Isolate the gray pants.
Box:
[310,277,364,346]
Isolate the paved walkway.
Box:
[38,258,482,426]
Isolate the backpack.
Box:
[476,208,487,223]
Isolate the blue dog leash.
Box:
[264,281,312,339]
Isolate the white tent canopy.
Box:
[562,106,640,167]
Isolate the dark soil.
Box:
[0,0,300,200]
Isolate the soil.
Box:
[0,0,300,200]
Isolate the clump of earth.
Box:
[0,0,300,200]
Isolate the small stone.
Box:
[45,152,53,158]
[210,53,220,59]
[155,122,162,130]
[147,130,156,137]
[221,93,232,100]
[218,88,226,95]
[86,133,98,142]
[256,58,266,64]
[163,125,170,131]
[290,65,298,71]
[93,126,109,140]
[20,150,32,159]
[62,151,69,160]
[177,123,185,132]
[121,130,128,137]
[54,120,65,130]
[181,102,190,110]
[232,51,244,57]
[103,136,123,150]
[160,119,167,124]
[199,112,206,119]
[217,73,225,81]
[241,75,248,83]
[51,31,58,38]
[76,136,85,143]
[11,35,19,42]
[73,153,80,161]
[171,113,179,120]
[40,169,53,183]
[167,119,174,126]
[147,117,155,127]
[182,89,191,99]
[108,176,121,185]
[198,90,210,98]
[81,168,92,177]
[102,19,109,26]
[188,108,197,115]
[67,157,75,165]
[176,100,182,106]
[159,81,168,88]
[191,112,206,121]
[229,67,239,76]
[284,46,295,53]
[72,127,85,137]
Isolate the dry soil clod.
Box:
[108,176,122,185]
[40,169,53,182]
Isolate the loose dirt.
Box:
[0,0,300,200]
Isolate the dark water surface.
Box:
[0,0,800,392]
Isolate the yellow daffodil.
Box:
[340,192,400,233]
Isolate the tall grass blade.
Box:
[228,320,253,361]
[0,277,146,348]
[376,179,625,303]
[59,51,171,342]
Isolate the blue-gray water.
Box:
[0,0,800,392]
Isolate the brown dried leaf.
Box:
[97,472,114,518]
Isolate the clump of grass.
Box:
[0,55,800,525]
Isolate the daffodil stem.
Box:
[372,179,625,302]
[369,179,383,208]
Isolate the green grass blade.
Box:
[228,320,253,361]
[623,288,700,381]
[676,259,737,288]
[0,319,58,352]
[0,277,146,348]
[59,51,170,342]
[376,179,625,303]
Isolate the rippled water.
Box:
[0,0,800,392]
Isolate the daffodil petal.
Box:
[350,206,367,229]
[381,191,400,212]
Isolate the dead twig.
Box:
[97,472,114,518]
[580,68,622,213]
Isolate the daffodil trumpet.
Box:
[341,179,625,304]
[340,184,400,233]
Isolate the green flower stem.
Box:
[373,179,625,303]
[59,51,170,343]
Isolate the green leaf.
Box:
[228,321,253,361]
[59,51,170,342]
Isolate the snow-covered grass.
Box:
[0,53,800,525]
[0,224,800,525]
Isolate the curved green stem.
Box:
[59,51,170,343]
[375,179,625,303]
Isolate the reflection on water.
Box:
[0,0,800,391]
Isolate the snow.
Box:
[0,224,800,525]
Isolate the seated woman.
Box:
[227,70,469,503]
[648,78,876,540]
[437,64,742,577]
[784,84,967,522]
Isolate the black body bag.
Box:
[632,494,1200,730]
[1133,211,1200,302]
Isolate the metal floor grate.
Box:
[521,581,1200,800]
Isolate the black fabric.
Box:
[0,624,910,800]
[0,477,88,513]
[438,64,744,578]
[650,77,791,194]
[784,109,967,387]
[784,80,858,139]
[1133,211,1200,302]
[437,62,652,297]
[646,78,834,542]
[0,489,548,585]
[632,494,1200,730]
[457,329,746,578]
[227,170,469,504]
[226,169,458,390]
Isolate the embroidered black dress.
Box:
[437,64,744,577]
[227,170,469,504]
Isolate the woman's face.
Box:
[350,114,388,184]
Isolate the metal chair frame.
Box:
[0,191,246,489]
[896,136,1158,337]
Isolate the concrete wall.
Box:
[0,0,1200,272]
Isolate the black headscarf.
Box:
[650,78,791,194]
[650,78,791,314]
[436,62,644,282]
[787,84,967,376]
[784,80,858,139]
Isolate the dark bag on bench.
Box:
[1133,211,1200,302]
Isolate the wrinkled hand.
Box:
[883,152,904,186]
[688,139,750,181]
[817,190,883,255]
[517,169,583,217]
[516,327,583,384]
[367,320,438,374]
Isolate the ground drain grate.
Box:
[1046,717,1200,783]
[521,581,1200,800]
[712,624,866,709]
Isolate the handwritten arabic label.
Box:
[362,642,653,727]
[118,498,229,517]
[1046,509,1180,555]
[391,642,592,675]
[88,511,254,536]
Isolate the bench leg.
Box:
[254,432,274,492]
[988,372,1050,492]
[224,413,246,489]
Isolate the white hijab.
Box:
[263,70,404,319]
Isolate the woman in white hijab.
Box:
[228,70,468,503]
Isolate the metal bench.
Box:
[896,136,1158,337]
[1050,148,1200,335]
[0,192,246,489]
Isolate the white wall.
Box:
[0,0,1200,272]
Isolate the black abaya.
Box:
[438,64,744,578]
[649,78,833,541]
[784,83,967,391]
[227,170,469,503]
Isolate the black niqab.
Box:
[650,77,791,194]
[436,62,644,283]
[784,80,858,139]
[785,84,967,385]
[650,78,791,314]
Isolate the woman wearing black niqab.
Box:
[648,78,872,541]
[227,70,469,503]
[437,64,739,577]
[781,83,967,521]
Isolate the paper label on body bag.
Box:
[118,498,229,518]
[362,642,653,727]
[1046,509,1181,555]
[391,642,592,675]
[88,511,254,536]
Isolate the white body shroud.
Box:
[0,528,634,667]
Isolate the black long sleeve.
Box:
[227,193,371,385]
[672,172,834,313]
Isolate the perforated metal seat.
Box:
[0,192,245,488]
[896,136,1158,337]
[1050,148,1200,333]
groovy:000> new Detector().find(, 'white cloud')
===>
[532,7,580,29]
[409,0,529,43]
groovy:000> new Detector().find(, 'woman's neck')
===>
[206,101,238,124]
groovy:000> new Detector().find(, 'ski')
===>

WHAT IS BEING ASKED | Rescale the records from the line with "groovy:000> new Detector().find(, 'white" up to and including the last line of the records. Give all of those lines again, requests included, with every box coordinate multiplied by 2 and rounded to a whole number (halves round up).

ANSWER |
groovy:000> new Detector().find(, 'white cloud')
===>
[1064,14,1160,58]
[818,0,1058,86]
groovy:000> new Detector().find(, 'woman's neck')
===>
[412,202,476,248]
groovy:000> new Detector().find(, 'ski')
===>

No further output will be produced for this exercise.